TASK DIRECTIONS: Repeat the records below word for word.

[DATA RECORDS Boundary: Start]

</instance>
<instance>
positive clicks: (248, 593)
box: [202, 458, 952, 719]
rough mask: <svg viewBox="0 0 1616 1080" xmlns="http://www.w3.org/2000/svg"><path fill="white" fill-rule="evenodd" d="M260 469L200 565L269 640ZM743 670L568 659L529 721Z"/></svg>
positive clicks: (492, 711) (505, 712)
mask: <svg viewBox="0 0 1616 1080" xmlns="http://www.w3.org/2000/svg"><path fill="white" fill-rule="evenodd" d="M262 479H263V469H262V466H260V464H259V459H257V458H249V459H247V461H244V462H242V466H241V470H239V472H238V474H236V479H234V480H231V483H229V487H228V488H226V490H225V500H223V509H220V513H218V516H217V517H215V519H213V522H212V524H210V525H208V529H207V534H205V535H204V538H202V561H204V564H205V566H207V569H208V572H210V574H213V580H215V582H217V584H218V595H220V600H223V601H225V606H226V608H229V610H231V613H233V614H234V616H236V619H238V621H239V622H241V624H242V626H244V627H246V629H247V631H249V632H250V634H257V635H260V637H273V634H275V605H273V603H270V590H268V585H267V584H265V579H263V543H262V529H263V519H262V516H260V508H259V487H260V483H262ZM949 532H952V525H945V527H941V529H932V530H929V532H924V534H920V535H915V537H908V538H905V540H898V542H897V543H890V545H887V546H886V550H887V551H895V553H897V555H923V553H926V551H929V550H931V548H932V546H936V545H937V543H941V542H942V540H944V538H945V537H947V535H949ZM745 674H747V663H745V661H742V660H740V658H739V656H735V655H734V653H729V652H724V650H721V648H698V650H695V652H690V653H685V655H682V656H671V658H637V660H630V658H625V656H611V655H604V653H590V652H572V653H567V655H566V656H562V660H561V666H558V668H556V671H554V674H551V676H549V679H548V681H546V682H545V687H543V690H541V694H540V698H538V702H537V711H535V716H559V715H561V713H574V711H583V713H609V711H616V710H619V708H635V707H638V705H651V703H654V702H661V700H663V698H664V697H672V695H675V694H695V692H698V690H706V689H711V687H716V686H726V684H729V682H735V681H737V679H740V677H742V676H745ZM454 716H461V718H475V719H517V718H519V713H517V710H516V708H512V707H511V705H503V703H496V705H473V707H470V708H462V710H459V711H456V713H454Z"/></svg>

[DATA RECORDS Boundary: End]

RESULT FOR THIS EXERCISE:
</instance>
<instance>
positive clicks: (248, 593)
box: [202, 458, 952, 719]
rough mask: <svg viewBox="0 0 1616 1080" xmlns="http://www.w3.org/2000/svg"><path fill="white" fill-rule="evenodd" d="M260 469L200 565L269 640ZM743 670L568 659L529 721Z"/></svg>
positive clicks: (492, 711) (505, 712)
mask: <svg viewBox="0 0 1616 1080" xmlns="http://www.w3.org/2000/svg"><path fill="white" fill-rule="evenodd" d="M262 479H263V469H262V466H260V464H259V459H257V458H249V459H247V461H244V462H242V466H241V470H239V472H238V474H236V479H234V480H231V483H229V487H228V488H226V490H225V500H223V509H220V513H218V516H217V517H215V519H213V522H212V524H210V525H208V529H207V534H205V535H204V538H202V561H204V564H205V566H207V569H208V572H210V574H213V580H215V582H217V584H218V595H220V600H223V601H225V606H226V608H229V610H231V613H233V614H234V616H236V619H238V621H239V622H241V624H242V626H244V627H246V629H247V631H249V632H250V634H257V635H260V637H273V634H275V605H273V603H270V590H268V585H267V584H265V579H263V543H262V529H263V519H262V516H260V508H259V487H260V483H262ZM949 532H952V525H945V527H941V529H932V530H929V532H924V534H920V535H915V537H908V538H905V540H898V542H897V543H890V545H887V546H886V550H887V551H895V553H897V555H923V553H926V551H929V550H931V548H932V546H936V545H937V543H941V542H942V540H944V538H945V537H947V535H949ZM745 674H747V663H745V661H742V660H740V658H739V656H735V655H734V653H729V652H724V650H721V648H698V650H695V652H690V653H685V655H682V656H671V658H637V660H630V658H625V656H611V655H604V653H590V652H572V653H567V655H566V656H562V660H561V666H558V668H556V671H554V674H551V676H549V679H548V681H546V682H545V687H543V690H541V694H540V698H538V702H537V711H535V716H559V715H561V713H574V711H583V713H609V711H616V710H619V708H635V707H638V705H651V703H654V702H661V700H663V698H664V697H672V695H675V694H695V692H698V690H706V689H711V687H716V686H726V684H729V682H735V681H737V679H740V677H742V676H745ZM454 716H461V718H475V719H517V718H519V713H517V710H516V708H512V707H511V705H503V703H496V705H473V707H470V708H462V710H459V711H456V713H454Z"/></svg>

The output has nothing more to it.